#### Texte fourni
______

Il y a un siècle un inspecteur du travail dénonçait déjà les dangers des industries de filature et de tissage d’amiante.


“ On ne savait pas ”. “ On n’avait pas conscience du danger ”. Ce type de défense est régulièrement adopté par les entreprises mises en cause dans la contamination de leurs employés par l’amiante.
Les victimes en ont assez d’entendre les avocats de la partie adverse répéter cet argument dans les salles d’audience.
Des documents existent depuis fort longtemps, qui dénoncent la dangerosité de l’amiante. Retour en 1906.


« L’action pernicieuse des poussières »

"Les travailleurs de l’amiante sont exposés à l’action pernicieuse des poussières", écrit M. Auri—bault dans une note de 1906 sur l’hygiène et la sécurité des ouvriers dans les filatures et tissages d’amiante publiée dans le Bulletin de l’inspection du travail.
Il y a près d’un siècle, cet inspecteur départemental du travail à Caen soulignait déjà que les effets des poussières minérales étaient bien connus des hygiénistes.
"Il s’agit-là du document français le plus ancien et le plus complet dans ce domaine", remarque Jean-Paul Teissonnière, avocat des victimes de l’amiante. "Personne ne l’a contesté à l’époque !"
Auribault y propose une synthèse complète sur la composition de l’amiante, son exploitation, la sécurité et l’hygiène qui doivent entourer son utilisation.

______

#### Données à examiner
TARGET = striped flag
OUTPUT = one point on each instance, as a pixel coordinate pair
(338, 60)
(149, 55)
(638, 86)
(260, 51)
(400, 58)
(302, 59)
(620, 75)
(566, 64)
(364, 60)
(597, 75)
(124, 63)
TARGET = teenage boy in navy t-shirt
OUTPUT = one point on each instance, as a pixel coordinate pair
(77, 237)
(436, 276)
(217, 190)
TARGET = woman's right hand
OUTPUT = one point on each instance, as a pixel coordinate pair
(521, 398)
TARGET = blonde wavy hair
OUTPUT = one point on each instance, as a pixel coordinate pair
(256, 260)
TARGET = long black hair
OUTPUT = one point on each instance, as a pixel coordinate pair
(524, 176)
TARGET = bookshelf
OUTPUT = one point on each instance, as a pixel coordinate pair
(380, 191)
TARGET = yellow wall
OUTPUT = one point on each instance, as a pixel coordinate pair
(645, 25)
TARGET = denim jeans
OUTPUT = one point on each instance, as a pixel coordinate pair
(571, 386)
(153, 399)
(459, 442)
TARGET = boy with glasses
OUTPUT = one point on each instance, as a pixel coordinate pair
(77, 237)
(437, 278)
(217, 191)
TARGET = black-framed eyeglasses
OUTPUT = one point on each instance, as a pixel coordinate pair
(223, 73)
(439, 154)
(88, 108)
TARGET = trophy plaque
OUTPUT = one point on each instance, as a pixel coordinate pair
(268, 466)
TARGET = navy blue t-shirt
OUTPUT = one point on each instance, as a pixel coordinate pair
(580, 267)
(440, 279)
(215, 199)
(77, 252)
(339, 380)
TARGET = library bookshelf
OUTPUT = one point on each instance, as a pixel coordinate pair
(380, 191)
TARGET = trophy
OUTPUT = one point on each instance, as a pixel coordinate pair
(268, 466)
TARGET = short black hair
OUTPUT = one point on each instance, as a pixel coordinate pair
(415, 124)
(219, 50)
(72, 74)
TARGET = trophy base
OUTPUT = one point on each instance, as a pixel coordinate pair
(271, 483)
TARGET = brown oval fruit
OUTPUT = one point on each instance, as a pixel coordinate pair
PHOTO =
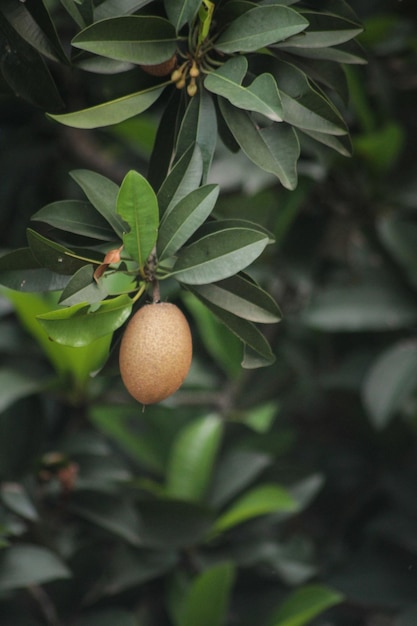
(161, 69)
(155, 352)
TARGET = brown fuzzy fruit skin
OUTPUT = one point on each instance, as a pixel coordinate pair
(155, 352)
(161, 69)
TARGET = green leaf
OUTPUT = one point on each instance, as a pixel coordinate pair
(261, 95)
(192, 458)
(75, 216)
(259, 27)
(207, 599)
(390, 382)
(185, 218)
(243, 298)
(102, 193)
(304, 604)
(181, 12)
(52, 255)
(245, 331)
(20, 270)
(199, 126)
(183, 178)
(141, 39)
(111, 112)
(261, 500)
(79, 326)
(218, 255)
(24, 565)
(138, 206)
(274, 149)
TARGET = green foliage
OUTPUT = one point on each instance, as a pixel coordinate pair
(252, 496)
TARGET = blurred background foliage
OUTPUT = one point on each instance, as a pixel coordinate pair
(303, 474)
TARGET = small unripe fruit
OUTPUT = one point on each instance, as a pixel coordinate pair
(161, 69)
(155, 352)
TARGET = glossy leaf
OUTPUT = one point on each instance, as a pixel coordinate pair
(218, 255)
(138, 207)
(199, 126)
(243, 298)
(390, 382)
(274, 149)
(261, 95)
(79, 326)
(181, 12)
(185, 218)
(207, 599)
(26, 564)
(304, 604)
(261, 500)
(183, 178)
(20, 270)
(75, 216)
(245, 331)
(51, 255)
(192, 457)
(102, 193)
(259, 27)
(141, 39)
(111, 112)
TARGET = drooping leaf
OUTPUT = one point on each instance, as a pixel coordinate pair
(199, 126)
(141, 39)
(207, 599)
(111, 112)
(184, 177)
(193, 454)
(102, 193)
(180, 12)
(243, 298)
(75, 216)
(261, 500)
(218, 255)
(261, 95)
(184, 219)
(304, 604)
(259, 27)
(390, 382)
(26, 564)
(275, 148)
(138, 206)
(79, 326)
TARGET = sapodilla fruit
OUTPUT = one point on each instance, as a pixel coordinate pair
(155, 352)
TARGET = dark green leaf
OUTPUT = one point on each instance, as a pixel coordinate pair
(261, 95)
(75, 216)
(243, 298)
(184, 177)
(102, 193)
(79, 326)
(181, 12)
(275, 148)
(218, 255)
(141, 39)
(192, 458)
(51, 255)
(20, 270)
(199, 126)
(111, 112)
(185, 218)
(207, 599)
(304, 604)
(24, 565)
(259, 27)
(390, 382)
(138, 206)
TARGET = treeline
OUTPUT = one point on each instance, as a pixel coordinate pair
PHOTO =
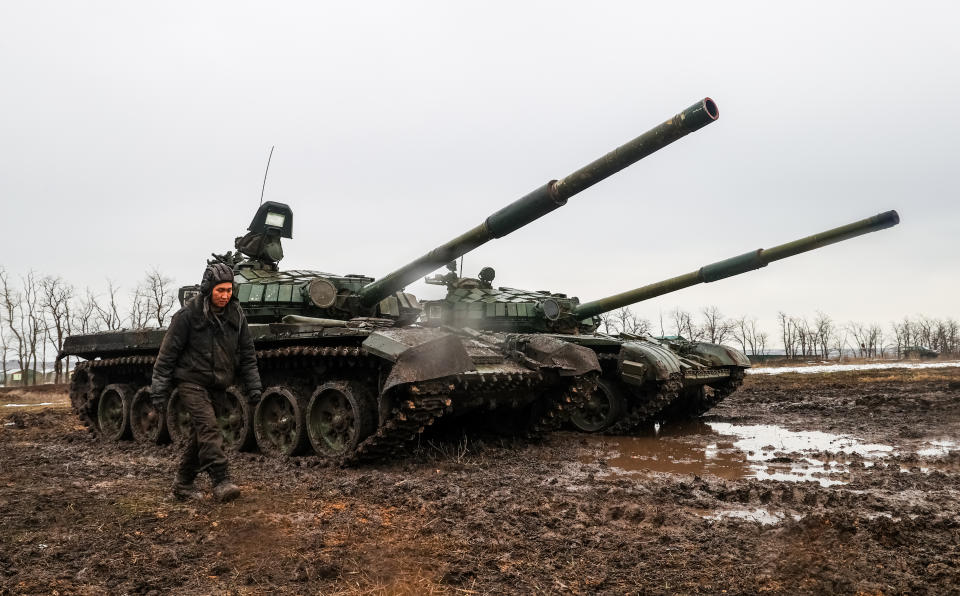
(38, 312)
(800, 336)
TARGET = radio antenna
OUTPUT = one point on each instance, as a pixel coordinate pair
(265, 174)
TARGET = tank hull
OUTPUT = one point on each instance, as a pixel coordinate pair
(346, 394)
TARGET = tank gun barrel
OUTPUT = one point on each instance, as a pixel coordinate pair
(545, 199)
(737, 265)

______

#### Consigne
Les affirmations suivantes sont-elles conformes au texte sur l’amiante ? (a) La note d’Auribault date de 1906. (b) Auribault était inspecteur du travail à Paris. (c) La note d’Auribault a été contestée à l’époque. Pour chacune, répondez par oui ou non et citez mot pour mot le passage du texte qui permet de trancher.

#### Réponse
(a) Oui : « dans une note de 1906 ».
(b) Non : « cet inspecteur départemental du travail à Caen ».
(c) Non : « Personne ne l’a contesté à l’époque ! »